§ Aufgabenstellung
Schreiben Sie aus dem Text unten über den Schutz des Einzelhandels vor Cyber-Kriminellen einen Abschnitt wortgetreu ab. Setzen Sie bei den Worten „Der Online-Handel ist“ ein und enden Sie nach den Worten „effektiv rüsten können.“.

Wie sich der Einzelhandel gegen Cyber-Kriminelle wappnen kann

Der Online-Handel ist in den letzten zwei Jahren förmlich explodiert. Das immense Wachstum führt allerdings zu einer neuen Bedrohungslandschaft und einem Anstieg cyber-krimineller Aktivitäten. So zeigt das Covid-19 Dashboard von McAfee Enterprise, dass 5,6 Prozent der Cyber-Bedrohungen im Einzelhandel aufkommen. Die Branche ist gefährdeter denn je. Tanja Hofmann, Lead Security Engineer bei McAfee Enterprise, erklärt, wie sich Online-Händler effektiv rüsten können.

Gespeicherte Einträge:

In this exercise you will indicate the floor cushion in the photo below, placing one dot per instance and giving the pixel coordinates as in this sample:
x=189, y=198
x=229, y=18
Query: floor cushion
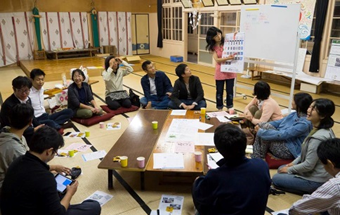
x=119, y=110
x=274, y=162
x=95, y=119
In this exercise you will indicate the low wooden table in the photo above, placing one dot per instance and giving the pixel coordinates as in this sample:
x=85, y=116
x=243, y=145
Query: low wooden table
x=139, y=139
x=72, y=53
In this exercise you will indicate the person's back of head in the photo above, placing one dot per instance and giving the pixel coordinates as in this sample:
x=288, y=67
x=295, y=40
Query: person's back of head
x=36, y=72
x=261, y=90
x=21, y=115
x=329, y=151
x=302, y=102
x=180, y=70
x=21, y=81
x=230, y=141
x=45, y=138
x=145, y=65
x=325, y=108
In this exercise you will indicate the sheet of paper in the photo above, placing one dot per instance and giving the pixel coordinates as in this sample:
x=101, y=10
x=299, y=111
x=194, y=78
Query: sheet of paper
x=178, y=112
x=185, y=147
x=94, y=155
x=113, y=126
x=80, y=147
x=205, y=139
x=171, y=205
x=100, y=197
x=286, y=211
x=168, y=161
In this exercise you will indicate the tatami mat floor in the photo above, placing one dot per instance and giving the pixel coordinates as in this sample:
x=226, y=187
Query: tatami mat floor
x=135, y=201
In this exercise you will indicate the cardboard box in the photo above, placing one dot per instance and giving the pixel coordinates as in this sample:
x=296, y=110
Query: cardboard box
x=176, y=58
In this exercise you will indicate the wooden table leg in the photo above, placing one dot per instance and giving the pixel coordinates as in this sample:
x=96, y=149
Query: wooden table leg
x=142, y=187
x=110, y=179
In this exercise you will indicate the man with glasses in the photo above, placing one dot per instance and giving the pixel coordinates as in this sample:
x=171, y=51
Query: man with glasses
x=21, y=87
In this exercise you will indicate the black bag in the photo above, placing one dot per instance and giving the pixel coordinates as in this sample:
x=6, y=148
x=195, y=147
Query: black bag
x=134, y=98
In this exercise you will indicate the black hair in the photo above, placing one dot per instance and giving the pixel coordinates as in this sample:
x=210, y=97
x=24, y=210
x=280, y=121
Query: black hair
x=36, y=72
x=261, y=90
x=302, y=102
x=21, y=81
x=230, y=141
x=80, y=73
x=107, y=61
x=20, y=115
x=180, y=70
x=330, y=150
x=45, y=138
x=145, y=65
x=325, y=108
x=211, y=33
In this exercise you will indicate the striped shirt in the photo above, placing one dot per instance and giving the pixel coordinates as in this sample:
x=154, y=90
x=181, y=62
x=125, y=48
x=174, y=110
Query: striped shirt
x=325, y=198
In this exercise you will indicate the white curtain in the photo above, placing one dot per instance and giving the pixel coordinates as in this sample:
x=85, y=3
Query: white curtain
x=16, y=37
x=115, y=29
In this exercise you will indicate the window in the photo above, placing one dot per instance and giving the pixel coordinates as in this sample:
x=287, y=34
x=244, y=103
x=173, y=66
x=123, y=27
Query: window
x=172, y=20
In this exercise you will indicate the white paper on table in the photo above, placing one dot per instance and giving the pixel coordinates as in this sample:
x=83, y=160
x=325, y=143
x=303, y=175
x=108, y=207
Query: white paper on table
x=286, y=211
x=201, y=125
x=94, y=155
x=185, y=147
x=168, y=161
x=222, y=119
x=175, y=202
x=178, y=112
x=215, y=114
x=80, y=147
x=101, y=197
x=204, y=139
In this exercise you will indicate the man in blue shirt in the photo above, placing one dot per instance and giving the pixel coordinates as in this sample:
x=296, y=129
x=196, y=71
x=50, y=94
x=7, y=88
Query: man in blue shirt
x=239, y=185
x=156, y=86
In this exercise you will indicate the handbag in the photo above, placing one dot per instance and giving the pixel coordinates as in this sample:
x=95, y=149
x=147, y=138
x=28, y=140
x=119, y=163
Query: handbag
x=134, y=98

§ Ergebnis
Der Online-Handel ist in den letzten zwei Jahren förmlich explodiert. Das immense Wachstum führt allerdings zu einer neuen Bedrohungslandschaft und einem Anstieg cyber-krimineller Aktivitäten. So zeigt das Covid-19 Dashboard von McAfee Enterprise, dass 5,6 Prozent der Cyber-Bedrohungen im Einzelhandel aufkommen. Die Branche ist gefährdeter denn je. Tanja Hofmann, Lead Security Engineer bei McAfee Enterprise, erklärt, wie sich Online-Händler effektiv rüsten können.